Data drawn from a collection
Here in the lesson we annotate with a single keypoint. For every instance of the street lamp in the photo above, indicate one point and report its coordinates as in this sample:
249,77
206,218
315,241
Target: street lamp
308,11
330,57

* **THE TASK**: Format every line of the data above as a numbered list, leaving out any blank lines.

* **WRITTEN ANSWER**:
1. Here in the lesson we annotate with a single keypoint. For every instance of the street lamp in the photo above, indicate one point and report its coordinates as in this sample:
2. 249,77
3. 206,218
4. 315,241
5. Target: street lamp
6. 308,11
7. 330,57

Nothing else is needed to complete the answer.